> **THE TASKS**
1. Repeat the passage of the AI course description below, starting with "You will have" and going on through "in the course.", word for word.
2. From the records below, gather every line that contains the string "patch" and copy each one in full.

> **EXTRACT PROVIDED**
**********

In this short course, you will spend time on both the positive and negative aspects of AI, aiming to navigate a meaningful path between them, in order to gain greater awareness of the risks of such technology, as well as an appreciation of possible responses to such risks, while also being able to identify the opportunities that AI provides.

You will have a range of opportunities in this course to investigate the latest thinking on these issues, and to begin building a well-informed response to the complex issues and challenges involved.

There are activities throughout to give you an opportunity to check your knowledge on some of the key concepts introduced in the course.

Finally, this course is a gateway into a wider world of thinking about and even working in the field of AI. The future will surely include significant amounts of AI technology in one form or another. The present course provides a taste of the full version of this course within the Open Centre for Languages and Cultures (explained further below). Most of the themes covered in the first two units of the full course are reflected here, and these themes link directly to future courses within the OCLC’s ‘AI in the workplace’ series. The full course kick-starts this series with a broad overview of the field, while also including more detailed investigations into areas that are fundamental to understanding the impact of AI technology on modern society.

**********

> **GIVEN RECORDS**
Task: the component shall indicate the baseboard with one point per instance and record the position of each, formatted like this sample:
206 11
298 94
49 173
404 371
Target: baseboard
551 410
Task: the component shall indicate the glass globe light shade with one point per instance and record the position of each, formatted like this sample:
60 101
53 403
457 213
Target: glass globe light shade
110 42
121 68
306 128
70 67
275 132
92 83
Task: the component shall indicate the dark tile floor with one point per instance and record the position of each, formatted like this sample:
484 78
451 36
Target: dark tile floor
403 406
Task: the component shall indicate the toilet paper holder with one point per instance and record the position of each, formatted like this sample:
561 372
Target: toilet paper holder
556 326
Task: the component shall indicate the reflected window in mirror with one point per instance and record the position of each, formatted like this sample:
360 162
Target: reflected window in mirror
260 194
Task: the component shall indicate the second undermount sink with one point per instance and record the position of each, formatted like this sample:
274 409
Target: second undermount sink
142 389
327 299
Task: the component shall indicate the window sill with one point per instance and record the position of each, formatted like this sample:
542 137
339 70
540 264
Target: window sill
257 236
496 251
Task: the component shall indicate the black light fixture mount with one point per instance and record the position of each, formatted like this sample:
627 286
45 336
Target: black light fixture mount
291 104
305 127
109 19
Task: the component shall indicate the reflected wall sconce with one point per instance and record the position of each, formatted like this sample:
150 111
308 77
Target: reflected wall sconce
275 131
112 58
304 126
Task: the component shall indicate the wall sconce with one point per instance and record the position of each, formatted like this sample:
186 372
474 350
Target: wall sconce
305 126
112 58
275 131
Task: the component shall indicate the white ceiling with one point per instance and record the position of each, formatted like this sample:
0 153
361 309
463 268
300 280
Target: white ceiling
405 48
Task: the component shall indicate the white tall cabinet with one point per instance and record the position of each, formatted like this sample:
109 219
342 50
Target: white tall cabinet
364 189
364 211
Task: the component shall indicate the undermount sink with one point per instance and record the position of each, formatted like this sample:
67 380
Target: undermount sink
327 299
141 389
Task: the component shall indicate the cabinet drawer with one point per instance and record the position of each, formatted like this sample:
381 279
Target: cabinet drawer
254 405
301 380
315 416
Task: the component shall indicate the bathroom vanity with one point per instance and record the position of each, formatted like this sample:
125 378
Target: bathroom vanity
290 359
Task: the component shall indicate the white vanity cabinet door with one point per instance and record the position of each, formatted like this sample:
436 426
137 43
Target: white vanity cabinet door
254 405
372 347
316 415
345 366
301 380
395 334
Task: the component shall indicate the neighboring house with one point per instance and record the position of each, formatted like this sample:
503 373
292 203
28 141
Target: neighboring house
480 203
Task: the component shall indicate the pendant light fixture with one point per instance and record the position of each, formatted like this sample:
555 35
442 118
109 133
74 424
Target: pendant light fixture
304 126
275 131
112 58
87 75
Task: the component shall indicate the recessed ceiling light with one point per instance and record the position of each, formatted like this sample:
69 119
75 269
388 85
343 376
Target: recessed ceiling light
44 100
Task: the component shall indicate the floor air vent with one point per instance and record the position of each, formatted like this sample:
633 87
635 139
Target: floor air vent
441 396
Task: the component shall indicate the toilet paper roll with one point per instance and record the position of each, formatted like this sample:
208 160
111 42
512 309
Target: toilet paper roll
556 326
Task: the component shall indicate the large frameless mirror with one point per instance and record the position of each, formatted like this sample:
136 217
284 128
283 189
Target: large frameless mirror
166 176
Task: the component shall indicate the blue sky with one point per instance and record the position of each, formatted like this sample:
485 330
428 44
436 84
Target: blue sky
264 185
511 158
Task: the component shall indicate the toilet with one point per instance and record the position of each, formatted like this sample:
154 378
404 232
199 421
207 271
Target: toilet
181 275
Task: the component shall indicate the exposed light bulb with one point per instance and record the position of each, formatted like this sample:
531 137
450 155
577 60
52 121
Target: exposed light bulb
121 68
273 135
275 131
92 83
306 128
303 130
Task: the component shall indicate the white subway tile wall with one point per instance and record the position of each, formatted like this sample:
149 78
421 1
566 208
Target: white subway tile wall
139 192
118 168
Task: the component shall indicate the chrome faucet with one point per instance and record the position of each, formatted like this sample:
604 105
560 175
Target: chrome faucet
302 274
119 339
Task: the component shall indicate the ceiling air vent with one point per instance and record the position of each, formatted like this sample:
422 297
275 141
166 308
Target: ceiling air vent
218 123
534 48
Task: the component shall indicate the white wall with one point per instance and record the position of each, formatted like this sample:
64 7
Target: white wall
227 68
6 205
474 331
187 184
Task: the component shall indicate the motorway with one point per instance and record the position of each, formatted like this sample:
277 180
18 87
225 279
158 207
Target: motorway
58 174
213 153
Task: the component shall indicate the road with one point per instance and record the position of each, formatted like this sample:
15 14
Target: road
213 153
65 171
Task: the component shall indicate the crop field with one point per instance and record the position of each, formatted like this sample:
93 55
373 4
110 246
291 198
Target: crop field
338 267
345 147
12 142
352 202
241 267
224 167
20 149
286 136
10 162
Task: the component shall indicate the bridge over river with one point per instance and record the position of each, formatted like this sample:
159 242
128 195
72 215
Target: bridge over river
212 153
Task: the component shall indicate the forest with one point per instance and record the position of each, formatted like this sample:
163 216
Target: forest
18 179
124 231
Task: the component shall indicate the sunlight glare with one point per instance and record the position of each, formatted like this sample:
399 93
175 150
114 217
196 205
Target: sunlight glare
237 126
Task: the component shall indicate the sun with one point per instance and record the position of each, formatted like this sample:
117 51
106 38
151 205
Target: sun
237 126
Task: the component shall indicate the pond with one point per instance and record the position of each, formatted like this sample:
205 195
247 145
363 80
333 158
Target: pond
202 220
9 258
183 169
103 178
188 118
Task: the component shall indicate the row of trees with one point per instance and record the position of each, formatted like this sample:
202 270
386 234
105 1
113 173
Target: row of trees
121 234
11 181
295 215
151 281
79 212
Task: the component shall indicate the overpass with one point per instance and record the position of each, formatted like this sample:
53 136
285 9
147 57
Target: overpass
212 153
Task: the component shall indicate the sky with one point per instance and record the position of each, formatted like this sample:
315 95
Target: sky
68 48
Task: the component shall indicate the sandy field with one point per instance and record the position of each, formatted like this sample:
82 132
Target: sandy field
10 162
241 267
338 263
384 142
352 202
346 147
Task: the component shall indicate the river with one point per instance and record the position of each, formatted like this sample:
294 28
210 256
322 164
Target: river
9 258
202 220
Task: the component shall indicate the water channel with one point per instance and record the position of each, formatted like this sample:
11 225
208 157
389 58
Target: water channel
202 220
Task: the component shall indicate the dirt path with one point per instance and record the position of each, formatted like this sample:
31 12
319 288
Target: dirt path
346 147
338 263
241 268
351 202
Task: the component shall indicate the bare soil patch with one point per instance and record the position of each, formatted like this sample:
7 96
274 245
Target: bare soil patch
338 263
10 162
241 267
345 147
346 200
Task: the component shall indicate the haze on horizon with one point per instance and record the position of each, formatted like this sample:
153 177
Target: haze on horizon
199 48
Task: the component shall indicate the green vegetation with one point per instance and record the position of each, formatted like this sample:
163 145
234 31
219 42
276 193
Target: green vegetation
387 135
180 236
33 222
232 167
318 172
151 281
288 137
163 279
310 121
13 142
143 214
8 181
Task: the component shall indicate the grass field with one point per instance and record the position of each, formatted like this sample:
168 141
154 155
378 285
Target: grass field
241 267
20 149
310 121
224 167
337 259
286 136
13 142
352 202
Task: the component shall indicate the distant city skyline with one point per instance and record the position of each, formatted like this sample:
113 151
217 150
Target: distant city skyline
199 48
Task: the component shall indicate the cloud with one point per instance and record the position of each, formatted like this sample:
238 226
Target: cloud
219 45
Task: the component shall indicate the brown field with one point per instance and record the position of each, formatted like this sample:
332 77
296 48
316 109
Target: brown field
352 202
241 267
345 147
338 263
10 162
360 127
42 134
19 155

**********

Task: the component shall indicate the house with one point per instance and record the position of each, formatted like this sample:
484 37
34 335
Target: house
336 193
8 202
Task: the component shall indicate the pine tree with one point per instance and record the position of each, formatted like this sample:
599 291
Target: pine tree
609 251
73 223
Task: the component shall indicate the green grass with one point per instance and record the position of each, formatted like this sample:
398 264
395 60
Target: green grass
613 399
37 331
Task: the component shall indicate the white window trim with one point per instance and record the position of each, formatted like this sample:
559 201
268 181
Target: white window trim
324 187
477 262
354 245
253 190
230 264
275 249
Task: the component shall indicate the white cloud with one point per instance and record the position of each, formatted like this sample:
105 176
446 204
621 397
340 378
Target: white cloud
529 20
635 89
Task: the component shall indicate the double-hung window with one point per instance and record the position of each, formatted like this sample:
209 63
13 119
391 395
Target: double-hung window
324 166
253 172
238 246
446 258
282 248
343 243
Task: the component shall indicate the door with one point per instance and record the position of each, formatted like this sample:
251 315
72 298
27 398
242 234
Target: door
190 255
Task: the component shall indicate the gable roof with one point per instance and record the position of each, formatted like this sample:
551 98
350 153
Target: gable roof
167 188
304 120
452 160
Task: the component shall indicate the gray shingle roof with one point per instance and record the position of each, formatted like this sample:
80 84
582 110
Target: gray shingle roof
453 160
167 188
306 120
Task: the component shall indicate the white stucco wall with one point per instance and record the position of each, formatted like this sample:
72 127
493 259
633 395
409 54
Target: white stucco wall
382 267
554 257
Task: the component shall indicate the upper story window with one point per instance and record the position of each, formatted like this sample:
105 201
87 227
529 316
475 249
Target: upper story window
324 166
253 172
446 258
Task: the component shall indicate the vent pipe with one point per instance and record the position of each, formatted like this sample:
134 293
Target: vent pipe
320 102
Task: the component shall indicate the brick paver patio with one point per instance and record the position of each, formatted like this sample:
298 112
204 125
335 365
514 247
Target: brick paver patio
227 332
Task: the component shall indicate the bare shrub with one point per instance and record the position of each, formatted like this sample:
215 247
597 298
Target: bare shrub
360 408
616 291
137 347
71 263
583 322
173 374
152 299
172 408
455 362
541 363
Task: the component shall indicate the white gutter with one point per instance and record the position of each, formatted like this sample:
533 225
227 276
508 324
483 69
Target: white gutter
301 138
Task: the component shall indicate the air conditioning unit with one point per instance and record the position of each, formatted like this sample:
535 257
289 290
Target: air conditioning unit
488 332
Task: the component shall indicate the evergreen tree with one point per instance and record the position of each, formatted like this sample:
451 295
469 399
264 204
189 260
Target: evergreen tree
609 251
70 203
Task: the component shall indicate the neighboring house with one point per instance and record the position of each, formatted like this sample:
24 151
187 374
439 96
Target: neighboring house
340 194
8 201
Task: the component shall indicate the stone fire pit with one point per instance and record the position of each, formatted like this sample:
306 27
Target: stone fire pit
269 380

**********

> **ANSWERS PROVIDED**
1.
You will have a range of opportunities in this course to investigate the latest thinking on these issues, and to begin building a well-informed response to the complex issues and challenges involved.

There are activities throughout to give you an opportunity to check your knowledge on some of the key concepts introduced in the course.

2.
Task: the component shall indicate the bare soil patch with one point per instance and record the position of each, formatted like this sample:
Target: bare soil patch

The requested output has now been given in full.